### WORK TO BE COMPLETED
In the records below, locate the line containing "of the overcast", then output that line and all later lines exactly, through the last one.

### Point annotation records
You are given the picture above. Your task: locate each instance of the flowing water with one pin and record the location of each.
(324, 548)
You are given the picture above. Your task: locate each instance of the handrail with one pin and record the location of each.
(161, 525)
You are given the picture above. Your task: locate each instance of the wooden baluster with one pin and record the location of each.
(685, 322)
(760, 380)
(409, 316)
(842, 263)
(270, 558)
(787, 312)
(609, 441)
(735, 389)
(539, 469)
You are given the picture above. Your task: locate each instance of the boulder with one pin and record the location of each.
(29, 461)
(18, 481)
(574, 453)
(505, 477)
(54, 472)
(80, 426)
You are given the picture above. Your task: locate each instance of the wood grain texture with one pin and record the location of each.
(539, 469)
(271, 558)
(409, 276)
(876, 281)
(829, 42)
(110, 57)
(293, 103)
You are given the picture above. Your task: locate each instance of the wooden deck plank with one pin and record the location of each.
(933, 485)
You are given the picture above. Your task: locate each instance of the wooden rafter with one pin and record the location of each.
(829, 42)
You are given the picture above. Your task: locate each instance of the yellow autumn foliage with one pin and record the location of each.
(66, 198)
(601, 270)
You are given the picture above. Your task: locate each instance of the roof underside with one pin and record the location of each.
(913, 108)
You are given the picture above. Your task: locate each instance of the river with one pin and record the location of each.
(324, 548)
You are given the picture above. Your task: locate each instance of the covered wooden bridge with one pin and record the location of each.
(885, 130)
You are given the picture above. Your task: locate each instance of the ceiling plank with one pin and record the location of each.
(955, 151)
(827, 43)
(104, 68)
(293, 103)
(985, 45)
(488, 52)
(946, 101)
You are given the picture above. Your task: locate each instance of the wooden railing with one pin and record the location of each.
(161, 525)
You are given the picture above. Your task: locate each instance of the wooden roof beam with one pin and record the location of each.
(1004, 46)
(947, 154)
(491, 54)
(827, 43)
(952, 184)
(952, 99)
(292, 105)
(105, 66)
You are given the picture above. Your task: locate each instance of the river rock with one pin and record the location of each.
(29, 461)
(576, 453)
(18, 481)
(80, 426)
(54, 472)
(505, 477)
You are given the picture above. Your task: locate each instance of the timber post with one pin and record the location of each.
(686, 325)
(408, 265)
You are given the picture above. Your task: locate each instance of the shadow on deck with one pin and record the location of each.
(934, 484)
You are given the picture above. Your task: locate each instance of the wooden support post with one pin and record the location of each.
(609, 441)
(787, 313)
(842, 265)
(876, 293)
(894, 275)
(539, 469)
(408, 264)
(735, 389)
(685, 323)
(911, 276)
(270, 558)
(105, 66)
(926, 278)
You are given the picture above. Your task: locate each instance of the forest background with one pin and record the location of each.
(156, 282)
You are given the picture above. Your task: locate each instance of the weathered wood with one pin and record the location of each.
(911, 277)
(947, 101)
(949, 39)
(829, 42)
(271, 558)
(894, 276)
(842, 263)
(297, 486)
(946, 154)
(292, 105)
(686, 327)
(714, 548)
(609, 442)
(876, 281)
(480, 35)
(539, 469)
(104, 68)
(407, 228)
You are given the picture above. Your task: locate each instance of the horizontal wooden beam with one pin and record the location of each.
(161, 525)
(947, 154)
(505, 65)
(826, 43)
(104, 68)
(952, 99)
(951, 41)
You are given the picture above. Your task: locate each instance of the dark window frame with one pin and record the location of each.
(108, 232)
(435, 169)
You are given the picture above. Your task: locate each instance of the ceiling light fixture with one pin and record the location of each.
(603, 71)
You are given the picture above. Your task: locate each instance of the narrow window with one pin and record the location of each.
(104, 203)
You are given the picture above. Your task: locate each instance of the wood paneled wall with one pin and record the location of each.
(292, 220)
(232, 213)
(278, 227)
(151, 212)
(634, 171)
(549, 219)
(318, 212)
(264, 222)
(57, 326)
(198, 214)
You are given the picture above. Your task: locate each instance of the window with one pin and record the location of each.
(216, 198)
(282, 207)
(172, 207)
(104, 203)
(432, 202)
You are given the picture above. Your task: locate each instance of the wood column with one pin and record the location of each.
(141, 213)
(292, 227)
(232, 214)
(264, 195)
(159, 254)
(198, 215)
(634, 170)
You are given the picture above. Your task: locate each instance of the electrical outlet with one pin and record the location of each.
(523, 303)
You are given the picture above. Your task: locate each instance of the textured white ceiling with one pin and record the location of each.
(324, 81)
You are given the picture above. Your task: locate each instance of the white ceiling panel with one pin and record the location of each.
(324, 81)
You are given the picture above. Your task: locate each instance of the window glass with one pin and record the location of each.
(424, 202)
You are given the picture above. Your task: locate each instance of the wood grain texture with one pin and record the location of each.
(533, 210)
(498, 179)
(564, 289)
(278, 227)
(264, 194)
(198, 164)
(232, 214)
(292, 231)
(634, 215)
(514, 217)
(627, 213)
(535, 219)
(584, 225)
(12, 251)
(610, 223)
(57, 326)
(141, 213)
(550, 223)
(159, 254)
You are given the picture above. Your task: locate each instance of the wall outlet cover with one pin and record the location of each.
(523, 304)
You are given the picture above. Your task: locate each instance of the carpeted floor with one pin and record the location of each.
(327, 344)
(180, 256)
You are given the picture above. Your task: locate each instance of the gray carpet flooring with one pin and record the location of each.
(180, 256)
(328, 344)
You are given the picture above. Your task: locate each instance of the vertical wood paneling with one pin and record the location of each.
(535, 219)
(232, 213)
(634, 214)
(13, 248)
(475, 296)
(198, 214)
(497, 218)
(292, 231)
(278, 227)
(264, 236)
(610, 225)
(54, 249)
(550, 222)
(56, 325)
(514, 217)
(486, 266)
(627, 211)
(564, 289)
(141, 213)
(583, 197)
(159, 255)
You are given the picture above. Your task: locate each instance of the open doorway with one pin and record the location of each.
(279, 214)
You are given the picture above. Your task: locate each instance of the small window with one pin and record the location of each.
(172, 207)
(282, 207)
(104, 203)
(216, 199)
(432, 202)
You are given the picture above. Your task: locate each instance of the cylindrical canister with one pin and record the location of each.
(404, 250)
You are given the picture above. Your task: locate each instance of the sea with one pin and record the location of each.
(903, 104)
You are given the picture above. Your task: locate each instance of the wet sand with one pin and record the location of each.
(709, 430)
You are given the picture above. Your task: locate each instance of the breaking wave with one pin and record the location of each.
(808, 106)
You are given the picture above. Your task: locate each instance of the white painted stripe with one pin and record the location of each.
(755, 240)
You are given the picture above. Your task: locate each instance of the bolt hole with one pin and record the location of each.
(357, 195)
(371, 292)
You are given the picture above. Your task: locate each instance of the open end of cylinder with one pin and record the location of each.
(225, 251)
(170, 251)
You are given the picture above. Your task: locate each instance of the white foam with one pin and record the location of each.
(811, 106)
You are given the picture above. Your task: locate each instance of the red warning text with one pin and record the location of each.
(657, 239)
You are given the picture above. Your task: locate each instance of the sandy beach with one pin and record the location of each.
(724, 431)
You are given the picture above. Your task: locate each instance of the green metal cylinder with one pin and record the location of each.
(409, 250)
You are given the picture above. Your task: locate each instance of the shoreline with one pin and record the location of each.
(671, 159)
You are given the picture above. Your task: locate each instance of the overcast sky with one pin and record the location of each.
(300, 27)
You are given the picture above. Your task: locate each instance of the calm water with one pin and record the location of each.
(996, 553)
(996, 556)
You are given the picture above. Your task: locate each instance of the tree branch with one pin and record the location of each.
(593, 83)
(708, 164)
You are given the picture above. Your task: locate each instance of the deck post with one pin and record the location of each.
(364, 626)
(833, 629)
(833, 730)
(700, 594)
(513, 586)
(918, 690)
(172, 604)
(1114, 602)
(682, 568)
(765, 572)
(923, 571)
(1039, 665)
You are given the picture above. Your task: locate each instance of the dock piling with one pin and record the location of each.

### FINAL RESULT
You are given the picture above. Your task: locate each instance of the overcast sky with one pin and record the location of each.
(300, 27)
You are given the picture above. Your task: locate each instance of the calm water with one pin and record the location of each.
(996, 553)
(996, 556)
You are given the picture above. Your task: locate each instance of the tree branch with one pin and record the location of each.
(593, 83)
(708, 164)
You are given the picture above. Your task: locate each instance of the deck post with one pin and record the location of each.
(364, 626)
(833, 629)
(833, 730)
(700, 594)
(513, 586)
(918, 690)
(172, 604)
(1114, 602)
(682, 568)
(765, 572)
(923, 571)
(1039, 665)
You are given the picture above. Your task: locate each instance of the dock piling with one pin and record the location of each.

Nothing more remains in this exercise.